Task prompt =
From the data, return each line holding the word "finial".

[Point-per-instance localization data]
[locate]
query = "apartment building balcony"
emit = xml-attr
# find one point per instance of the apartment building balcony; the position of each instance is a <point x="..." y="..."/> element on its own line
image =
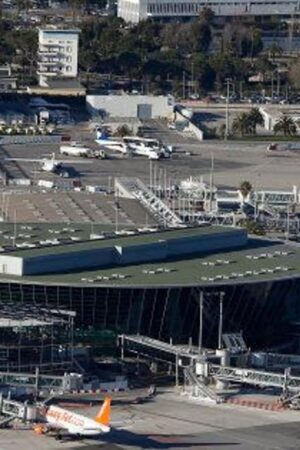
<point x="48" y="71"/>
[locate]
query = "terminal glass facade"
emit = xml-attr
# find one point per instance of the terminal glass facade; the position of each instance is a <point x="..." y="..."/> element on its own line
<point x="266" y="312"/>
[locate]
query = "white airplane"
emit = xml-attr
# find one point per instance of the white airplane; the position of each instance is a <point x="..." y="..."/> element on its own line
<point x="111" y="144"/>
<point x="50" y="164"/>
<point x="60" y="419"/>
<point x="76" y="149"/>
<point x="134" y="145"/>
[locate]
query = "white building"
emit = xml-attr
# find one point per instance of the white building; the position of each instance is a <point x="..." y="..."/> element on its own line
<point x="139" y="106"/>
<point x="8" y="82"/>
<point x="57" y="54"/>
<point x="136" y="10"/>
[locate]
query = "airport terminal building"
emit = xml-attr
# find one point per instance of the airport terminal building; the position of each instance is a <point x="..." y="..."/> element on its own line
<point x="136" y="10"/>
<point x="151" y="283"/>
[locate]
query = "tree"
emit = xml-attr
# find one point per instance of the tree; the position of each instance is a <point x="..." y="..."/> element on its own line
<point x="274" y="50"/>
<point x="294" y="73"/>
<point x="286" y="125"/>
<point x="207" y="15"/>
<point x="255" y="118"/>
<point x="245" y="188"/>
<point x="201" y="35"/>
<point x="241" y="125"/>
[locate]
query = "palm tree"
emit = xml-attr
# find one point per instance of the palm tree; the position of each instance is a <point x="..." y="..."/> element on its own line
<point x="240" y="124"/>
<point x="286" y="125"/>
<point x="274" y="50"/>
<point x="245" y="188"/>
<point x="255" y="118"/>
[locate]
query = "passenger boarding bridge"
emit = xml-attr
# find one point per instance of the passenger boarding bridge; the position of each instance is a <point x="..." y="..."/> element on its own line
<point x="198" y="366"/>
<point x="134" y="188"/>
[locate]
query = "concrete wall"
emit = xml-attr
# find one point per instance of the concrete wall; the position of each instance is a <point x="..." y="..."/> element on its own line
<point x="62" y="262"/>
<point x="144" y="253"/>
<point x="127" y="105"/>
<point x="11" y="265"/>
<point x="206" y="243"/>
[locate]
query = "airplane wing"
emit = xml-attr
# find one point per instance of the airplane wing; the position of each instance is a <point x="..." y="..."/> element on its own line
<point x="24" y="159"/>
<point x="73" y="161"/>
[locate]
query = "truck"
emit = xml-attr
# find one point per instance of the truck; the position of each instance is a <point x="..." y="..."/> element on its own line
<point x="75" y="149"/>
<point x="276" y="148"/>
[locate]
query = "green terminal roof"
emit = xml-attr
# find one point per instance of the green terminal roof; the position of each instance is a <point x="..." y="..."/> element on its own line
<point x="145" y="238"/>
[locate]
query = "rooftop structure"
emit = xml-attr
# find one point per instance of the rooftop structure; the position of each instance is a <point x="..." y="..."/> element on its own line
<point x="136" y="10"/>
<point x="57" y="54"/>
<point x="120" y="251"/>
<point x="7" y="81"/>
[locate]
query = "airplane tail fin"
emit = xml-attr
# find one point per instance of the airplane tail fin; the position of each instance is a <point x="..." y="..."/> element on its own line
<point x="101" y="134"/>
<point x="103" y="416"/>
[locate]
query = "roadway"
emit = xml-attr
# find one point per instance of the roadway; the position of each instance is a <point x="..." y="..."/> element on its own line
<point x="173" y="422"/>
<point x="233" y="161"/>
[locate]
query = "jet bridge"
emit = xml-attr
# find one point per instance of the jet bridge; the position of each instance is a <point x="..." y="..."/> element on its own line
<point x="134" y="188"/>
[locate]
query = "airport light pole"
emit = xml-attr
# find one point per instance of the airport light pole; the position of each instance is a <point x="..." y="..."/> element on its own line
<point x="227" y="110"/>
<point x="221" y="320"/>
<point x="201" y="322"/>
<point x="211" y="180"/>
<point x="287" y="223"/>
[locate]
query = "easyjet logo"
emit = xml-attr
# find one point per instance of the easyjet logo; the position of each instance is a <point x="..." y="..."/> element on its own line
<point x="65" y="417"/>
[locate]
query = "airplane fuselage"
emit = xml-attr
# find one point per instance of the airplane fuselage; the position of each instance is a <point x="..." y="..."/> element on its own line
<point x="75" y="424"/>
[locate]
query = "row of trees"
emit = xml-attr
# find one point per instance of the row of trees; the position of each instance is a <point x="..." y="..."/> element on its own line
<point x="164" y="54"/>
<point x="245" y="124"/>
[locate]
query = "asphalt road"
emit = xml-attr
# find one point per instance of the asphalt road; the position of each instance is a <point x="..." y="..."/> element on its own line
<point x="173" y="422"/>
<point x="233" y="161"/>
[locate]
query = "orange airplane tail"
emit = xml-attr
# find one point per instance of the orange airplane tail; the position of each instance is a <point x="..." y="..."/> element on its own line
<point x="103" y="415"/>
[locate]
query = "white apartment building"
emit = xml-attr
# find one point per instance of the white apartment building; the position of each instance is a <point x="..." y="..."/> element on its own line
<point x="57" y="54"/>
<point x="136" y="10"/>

==

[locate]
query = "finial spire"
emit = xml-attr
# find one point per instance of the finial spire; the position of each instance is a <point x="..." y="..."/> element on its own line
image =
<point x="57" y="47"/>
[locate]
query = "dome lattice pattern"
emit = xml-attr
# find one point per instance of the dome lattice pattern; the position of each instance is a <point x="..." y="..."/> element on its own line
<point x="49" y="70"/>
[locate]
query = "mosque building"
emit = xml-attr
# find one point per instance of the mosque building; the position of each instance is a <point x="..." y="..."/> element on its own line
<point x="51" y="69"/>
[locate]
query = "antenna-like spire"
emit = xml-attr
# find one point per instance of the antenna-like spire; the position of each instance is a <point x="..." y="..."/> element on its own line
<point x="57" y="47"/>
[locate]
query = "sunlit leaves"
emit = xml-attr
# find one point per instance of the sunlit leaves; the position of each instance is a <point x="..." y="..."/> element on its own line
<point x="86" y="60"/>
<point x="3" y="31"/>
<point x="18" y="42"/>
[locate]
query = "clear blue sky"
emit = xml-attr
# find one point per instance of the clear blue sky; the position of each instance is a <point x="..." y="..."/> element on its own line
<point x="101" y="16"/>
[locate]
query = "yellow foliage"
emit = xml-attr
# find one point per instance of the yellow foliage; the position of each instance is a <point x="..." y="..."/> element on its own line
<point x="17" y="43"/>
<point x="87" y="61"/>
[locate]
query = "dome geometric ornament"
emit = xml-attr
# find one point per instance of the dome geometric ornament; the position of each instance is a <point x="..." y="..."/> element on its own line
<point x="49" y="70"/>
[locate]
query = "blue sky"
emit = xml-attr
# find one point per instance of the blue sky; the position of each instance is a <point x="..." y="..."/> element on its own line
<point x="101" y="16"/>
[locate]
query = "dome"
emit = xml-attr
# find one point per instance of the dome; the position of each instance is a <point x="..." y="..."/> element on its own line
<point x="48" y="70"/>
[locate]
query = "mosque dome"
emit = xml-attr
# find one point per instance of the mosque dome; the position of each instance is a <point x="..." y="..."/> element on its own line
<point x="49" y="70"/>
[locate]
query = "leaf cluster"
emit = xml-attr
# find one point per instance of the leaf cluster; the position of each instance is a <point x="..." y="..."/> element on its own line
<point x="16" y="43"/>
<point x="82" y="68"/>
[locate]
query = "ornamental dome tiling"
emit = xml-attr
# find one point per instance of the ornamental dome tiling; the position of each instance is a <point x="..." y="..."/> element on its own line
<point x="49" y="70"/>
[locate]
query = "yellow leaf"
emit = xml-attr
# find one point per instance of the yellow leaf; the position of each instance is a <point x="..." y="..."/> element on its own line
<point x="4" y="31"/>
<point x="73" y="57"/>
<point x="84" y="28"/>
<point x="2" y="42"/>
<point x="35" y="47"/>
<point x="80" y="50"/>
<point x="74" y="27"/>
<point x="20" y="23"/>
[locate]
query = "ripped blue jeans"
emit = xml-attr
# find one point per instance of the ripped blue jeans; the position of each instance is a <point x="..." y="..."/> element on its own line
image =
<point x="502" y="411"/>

Solution below =
query = "finial spire"
# find one point per instance of the finial spire; the position of each instance is a <point x="..." y="..."/> element on its own line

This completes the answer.